** Extract to read **
========================

Since 1<=n<=10000, long int will not suffice the range. You need to do it either long long or unsigned long long.

i had the same prob…i tried to submit the code 4 times with int n, WA each time, now when i submitted the solution with long long int n in the practice sec it gives correct ans…

@skysarthak, you can get WA if you use int n, See the editorial last section.

#include<stdio.h>

int main()
{
int t;
int n;
long long int ans;
scanf("%d",&t);
while(t–)
{
scanf("%d",&n);

           ans= n*(n-1)*(n-1)*2 + n*(n-2)*(n-1) + n*(n-1)*(n-2)*(n-2)*2;
           printf("%lld\n",ans);
 }
 return 0;

}
^this was my code not accepted

this is my code which has got ACed
#include<stdio.h>

int main()
{
int t;
long long int n;
long long int ans;
scanf("%d",&t);
while(t–)
{
scanf("%lld",&n);

           ans= n*(n-1)*(n-1)*2 + n*(n-2)*(n-1) + n*(n-1)*(n-2)*(n-2)*2;
           printf("%lld\n",ans);
 }
 return 0;

}
cost me the whole cook off :confused:

@dpraveen :diamonds::diamonds: understood my mistake…thanx…

@tt22 i did the same blunder 2day…the prob is that when you pass ‘n’ as only int in the expression, it evaluates to generate an int ans. This works for small cases but for n=10,000 the ans evaluated will be much bigger…if you had typecast the result of expression as long long int then even your first solution sould have worked…

@tt22 in the 2nd solution as n is already passed as long long int the expression is evaluated to long long int and hence it works…

understood my mistake @drpraveen … thanx

Hi,
can anyone tell me why my code gave WA? its exactly same as authors submission and other submissions…
link: http://www.codechef.com/viewplaintext/4128079

I Managed to get all the counts wrong. And fortunately for me, the polynomial for the answer was same as mine. That was embarrassing, but lucky me. :D.

My Answer- Flag 1=n(n-1), 2=n(n-1), 3=n(n-1)(n-2), 4=n(n-1)(n-1)(n-2) 5=n(n-1)(n-1)(n-2)

Polynomial= (n^2-n)(2n^2-5n+4)

What are the chances of that happening?

1 Like

hahaha lucky you

1 Like

========================

(Dataset items)
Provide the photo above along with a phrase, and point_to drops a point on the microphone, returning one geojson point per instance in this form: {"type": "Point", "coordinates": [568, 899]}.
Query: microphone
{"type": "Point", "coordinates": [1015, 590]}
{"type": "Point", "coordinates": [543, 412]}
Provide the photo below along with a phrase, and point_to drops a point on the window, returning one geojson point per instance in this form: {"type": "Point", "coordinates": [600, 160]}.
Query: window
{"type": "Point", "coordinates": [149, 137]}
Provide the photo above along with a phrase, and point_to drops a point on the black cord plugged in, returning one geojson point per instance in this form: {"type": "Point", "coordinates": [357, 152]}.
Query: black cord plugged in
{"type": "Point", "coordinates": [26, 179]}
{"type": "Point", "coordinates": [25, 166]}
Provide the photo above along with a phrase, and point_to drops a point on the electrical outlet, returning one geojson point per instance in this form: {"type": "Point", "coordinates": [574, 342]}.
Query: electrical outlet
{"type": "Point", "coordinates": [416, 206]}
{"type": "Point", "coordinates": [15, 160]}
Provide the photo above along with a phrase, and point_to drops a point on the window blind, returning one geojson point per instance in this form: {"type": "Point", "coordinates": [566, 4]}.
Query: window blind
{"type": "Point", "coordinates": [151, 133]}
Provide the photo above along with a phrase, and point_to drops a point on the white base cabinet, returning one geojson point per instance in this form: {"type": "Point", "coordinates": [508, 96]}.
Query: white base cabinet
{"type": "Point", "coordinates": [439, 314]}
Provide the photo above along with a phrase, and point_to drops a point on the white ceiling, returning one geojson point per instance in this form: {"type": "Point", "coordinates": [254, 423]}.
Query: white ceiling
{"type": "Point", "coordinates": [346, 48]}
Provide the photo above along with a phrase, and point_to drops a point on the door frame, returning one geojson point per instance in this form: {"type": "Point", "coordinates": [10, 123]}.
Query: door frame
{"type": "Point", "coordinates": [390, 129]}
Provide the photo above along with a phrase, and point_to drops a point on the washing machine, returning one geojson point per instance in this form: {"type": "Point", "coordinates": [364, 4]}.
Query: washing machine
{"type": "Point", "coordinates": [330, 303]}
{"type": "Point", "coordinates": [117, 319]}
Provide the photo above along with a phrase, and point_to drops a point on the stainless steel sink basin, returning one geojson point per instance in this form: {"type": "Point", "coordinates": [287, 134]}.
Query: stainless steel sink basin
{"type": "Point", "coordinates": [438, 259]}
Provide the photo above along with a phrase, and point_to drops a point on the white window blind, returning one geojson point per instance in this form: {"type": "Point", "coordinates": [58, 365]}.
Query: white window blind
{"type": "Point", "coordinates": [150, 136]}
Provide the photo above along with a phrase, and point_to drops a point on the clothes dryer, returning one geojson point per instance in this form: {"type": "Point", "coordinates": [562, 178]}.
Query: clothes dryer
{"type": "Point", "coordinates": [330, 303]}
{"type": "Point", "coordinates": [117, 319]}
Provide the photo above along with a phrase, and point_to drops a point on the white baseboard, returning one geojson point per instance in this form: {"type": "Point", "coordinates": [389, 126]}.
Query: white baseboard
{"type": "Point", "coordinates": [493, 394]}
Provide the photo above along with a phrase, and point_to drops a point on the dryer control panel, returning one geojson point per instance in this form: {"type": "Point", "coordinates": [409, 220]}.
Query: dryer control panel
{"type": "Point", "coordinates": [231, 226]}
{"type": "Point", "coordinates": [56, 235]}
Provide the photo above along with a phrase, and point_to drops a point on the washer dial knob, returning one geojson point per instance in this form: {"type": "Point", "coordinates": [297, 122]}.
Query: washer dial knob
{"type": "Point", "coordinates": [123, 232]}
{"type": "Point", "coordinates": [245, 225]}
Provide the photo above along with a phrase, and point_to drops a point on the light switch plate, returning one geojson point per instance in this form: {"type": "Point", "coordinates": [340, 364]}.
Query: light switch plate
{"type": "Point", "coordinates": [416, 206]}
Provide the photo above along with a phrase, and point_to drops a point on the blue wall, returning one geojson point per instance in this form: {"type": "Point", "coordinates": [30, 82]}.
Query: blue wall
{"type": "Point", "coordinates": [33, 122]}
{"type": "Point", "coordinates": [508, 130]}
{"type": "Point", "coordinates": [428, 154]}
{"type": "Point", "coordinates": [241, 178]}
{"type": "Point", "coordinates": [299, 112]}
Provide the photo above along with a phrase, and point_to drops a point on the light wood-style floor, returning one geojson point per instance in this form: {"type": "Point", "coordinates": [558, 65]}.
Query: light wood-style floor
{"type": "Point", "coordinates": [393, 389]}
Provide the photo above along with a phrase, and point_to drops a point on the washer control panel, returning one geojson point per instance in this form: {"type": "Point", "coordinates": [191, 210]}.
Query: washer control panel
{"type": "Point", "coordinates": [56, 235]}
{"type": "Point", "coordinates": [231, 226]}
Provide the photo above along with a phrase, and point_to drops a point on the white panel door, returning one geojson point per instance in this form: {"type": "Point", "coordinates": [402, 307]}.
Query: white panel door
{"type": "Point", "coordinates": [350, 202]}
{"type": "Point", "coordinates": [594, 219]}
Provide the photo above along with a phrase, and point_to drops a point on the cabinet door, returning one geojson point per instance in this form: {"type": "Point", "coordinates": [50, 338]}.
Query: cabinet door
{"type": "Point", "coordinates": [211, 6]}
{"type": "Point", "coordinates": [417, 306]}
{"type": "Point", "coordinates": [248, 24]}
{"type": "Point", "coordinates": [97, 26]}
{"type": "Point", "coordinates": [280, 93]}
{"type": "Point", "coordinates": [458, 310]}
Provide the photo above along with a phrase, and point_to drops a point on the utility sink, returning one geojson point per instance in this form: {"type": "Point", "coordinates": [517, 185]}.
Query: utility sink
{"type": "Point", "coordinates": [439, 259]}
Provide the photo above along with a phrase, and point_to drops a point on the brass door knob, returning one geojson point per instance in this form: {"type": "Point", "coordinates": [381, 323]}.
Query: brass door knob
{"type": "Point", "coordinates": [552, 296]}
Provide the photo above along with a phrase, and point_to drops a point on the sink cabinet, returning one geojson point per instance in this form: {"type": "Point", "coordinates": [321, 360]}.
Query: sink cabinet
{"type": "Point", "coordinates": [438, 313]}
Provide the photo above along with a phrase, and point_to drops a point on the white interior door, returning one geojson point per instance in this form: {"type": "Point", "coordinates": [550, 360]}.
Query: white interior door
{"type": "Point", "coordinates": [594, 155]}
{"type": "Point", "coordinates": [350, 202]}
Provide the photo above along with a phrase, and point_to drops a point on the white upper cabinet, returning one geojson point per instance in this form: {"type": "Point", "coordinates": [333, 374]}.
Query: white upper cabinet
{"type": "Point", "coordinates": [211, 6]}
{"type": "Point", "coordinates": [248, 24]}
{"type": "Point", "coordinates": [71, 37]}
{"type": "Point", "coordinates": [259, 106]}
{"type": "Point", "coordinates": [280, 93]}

========================

** Exercise details **
Reproduce, word for word, the passage of the integer overflow thread above that opens with the words containing "understood my mistake @drpraveen" and closes with "lucky me. :D.".

** Full solution **
understood my mistake @drpraveen … thanx

Hi,
can anyone tell me why my code gave WA? its exactly same as authors submission and other submissions…
link: http://www.codechef.com/viewplaintext/4128079

I Managed to get all the counts wrong. And fortunately for me, the polynomial for the answer was same as mine. That was embarrassing, but lucky me. :D.